Starting at the line containing "of the hand." and ending at the final line of the items below, write out those lines as a JSON list of strings, one string per line, with blank lines left out.
============
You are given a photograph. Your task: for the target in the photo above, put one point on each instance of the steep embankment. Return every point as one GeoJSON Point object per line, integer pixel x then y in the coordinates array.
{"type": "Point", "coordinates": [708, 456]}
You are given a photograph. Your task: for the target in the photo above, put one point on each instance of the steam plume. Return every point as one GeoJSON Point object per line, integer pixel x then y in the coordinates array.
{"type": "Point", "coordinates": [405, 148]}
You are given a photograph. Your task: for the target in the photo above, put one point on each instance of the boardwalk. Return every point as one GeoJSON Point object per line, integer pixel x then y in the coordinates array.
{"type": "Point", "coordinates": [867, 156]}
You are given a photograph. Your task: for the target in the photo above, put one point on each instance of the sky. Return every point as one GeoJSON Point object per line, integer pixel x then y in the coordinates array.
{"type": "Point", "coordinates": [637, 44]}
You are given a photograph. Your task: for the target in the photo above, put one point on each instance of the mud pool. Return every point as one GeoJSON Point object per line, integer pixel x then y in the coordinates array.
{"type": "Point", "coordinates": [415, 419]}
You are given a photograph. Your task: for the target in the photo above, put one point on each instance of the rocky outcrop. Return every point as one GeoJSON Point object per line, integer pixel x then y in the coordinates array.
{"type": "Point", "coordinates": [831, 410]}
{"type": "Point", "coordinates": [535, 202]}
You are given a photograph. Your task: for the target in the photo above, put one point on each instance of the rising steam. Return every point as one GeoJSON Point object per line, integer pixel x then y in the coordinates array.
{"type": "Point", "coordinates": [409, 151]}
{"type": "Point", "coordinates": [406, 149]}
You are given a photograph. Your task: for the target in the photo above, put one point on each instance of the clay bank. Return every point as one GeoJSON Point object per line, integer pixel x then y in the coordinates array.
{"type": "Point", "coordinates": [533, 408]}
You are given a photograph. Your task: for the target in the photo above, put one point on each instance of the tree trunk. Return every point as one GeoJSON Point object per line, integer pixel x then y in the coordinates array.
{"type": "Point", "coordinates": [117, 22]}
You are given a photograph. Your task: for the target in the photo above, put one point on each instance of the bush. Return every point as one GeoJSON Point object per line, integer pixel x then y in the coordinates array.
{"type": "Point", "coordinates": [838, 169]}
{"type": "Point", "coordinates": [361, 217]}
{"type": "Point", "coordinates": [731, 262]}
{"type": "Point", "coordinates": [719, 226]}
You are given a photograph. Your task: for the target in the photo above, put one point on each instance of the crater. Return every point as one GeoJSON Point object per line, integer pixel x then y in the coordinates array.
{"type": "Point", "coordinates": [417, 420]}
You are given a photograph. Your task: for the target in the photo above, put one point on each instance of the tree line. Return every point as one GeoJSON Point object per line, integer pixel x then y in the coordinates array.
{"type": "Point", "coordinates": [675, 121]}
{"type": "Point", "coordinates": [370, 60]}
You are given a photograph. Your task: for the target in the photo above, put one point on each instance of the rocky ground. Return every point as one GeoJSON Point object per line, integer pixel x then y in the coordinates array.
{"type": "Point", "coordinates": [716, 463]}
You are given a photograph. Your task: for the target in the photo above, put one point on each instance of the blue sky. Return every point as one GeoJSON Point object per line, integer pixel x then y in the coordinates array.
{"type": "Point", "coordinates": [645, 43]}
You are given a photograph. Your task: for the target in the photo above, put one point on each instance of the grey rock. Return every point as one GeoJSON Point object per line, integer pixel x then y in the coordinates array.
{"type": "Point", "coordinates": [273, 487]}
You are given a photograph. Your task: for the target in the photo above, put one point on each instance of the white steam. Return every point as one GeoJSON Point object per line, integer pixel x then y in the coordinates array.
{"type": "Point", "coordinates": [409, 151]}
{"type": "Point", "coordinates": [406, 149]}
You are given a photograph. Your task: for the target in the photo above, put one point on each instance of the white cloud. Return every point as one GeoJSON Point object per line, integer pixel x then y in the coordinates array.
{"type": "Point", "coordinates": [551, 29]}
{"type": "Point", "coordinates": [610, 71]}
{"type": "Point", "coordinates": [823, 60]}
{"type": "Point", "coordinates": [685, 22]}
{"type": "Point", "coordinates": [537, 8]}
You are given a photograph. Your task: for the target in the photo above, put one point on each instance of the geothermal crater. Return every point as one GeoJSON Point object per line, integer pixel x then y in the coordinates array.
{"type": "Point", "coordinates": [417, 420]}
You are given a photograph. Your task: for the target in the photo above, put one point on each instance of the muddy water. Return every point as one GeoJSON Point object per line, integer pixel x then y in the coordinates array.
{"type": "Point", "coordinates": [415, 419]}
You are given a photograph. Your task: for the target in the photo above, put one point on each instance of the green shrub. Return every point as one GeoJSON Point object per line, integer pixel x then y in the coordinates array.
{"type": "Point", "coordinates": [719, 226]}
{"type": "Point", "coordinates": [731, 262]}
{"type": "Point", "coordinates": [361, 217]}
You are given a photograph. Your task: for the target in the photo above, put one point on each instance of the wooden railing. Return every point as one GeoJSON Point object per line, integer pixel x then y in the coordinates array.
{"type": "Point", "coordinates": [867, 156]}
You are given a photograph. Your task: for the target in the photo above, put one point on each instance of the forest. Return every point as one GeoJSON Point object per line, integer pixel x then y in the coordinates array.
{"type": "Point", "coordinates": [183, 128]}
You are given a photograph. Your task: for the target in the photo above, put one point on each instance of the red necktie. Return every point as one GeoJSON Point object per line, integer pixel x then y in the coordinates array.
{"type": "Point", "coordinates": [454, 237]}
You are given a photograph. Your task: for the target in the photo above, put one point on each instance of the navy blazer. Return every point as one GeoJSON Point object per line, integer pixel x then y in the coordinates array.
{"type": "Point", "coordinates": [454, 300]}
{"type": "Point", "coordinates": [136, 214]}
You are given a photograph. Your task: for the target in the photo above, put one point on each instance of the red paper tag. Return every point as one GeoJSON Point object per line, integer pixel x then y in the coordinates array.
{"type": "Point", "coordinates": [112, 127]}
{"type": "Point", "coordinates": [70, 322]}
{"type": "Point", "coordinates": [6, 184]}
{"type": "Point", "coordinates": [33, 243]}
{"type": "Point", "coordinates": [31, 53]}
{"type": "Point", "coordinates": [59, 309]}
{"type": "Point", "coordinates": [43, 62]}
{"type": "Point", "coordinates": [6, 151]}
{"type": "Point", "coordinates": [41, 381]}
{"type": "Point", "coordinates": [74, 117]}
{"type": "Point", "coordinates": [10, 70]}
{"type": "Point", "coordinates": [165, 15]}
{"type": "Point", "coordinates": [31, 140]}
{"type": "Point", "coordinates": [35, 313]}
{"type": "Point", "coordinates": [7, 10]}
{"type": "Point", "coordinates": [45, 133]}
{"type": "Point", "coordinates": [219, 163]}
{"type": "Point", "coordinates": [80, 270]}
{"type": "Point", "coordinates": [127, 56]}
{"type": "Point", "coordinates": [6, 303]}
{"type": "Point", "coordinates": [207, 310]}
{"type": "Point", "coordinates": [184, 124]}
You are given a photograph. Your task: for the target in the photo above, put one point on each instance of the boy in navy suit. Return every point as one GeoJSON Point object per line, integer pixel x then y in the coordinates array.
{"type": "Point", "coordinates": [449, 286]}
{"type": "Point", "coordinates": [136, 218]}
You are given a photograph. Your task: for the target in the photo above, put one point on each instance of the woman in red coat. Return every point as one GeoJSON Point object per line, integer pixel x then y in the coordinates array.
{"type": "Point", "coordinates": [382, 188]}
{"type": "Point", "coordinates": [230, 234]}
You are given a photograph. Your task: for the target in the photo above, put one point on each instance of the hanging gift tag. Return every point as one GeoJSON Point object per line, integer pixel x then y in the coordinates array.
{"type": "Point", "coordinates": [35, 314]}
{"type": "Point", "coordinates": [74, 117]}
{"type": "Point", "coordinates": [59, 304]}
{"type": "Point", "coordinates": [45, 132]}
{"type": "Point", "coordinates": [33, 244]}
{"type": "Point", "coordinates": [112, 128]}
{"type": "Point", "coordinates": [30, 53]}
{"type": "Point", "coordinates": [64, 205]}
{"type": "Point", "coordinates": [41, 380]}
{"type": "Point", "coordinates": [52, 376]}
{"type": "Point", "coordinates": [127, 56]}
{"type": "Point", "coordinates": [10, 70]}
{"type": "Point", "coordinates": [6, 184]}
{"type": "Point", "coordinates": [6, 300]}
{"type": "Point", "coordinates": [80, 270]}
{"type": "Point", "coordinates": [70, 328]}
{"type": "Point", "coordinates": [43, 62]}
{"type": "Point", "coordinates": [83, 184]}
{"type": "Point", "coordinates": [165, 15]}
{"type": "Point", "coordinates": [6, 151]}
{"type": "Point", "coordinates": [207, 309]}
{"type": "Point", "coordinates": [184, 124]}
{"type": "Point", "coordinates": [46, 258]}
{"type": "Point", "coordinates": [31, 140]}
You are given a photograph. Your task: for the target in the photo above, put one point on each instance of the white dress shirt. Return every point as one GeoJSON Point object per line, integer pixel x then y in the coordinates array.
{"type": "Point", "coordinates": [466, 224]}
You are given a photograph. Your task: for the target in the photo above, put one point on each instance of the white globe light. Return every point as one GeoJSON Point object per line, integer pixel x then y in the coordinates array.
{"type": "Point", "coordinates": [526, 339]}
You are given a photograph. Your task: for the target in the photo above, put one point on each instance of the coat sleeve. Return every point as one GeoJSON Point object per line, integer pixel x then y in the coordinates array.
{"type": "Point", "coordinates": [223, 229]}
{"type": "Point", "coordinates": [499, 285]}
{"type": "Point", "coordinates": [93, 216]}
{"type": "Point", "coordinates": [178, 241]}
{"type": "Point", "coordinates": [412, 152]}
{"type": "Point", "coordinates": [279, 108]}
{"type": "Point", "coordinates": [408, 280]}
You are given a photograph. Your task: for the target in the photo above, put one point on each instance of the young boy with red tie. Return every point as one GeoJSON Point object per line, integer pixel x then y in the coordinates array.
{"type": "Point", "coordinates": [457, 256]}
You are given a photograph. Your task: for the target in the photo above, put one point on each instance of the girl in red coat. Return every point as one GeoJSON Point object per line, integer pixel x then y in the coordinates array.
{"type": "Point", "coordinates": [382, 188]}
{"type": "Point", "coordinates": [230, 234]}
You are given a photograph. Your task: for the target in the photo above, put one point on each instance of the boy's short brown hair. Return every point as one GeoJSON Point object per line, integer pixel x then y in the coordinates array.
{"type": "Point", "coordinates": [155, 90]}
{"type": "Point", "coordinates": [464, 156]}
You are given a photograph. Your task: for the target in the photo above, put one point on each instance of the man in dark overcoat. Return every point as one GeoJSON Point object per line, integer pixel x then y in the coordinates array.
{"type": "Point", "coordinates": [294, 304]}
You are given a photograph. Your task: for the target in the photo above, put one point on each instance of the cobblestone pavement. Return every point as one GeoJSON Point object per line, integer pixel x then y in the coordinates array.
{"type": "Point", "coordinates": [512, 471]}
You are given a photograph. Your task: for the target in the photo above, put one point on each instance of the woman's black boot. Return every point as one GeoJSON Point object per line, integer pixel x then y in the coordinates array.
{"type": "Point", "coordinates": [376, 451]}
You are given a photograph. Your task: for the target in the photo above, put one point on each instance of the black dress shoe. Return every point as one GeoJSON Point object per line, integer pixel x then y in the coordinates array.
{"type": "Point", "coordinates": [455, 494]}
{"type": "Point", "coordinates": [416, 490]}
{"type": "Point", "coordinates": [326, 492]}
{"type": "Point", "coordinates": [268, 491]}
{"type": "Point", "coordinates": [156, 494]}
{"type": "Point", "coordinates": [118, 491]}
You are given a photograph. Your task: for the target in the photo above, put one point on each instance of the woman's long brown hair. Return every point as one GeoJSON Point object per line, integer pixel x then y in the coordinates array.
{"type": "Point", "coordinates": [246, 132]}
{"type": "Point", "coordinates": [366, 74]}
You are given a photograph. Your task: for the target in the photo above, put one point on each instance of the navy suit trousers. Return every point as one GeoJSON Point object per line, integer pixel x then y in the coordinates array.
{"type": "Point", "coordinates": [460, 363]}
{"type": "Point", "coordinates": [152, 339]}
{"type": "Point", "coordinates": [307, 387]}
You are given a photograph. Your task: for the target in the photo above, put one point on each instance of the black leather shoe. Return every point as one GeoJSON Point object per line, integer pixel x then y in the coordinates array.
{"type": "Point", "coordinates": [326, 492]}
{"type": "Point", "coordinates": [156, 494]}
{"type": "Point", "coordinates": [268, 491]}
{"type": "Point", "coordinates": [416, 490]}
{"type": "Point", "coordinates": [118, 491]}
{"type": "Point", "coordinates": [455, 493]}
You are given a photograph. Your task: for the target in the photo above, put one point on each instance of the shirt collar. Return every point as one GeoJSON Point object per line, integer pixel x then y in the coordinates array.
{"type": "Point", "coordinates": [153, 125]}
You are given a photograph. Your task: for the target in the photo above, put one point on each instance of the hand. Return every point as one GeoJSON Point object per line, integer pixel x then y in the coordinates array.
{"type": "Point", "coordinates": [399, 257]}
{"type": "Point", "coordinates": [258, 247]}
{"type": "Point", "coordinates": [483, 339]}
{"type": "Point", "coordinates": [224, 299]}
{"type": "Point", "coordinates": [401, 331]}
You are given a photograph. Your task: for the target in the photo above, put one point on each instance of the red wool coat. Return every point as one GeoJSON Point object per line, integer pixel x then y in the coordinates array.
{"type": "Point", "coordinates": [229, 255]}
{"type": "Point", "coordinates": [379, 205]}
============
> RESPONSE:
[
  "You are given a photograph. Your task: for the target in the photo above, put one point on each instance of the hand. Return every point as one GeoJSON Point object per line, integer pixel x then y in the coordinates array.",
  "{\"type\": \"Point\", \"coordinates\": [399, 257]}",
  "{\"type\": \"Point\", \"coordinates\": [258, 247]}",
  "{\"type\": \"Point\", \"coordinates\": [483, 339]}",
  "{\"type\": \"Point\", \"coordinates\": [224, 299]}",
  "{\"type\": \"Point\", \"coordinates\": [401, 331]}",
  "You are given a photograph. Your task: for the target in the photo above, put one point on each instance of the red wool coat. Return every point as one GeoJSON Point object per line, integer pixel x then y in the coordinates array.",
  "{\"type\": \"Point\", \"coordinates\": [229, 255]}",
  "{\"type\": \"Point\", \"coordinates\": [379, 205]}"
]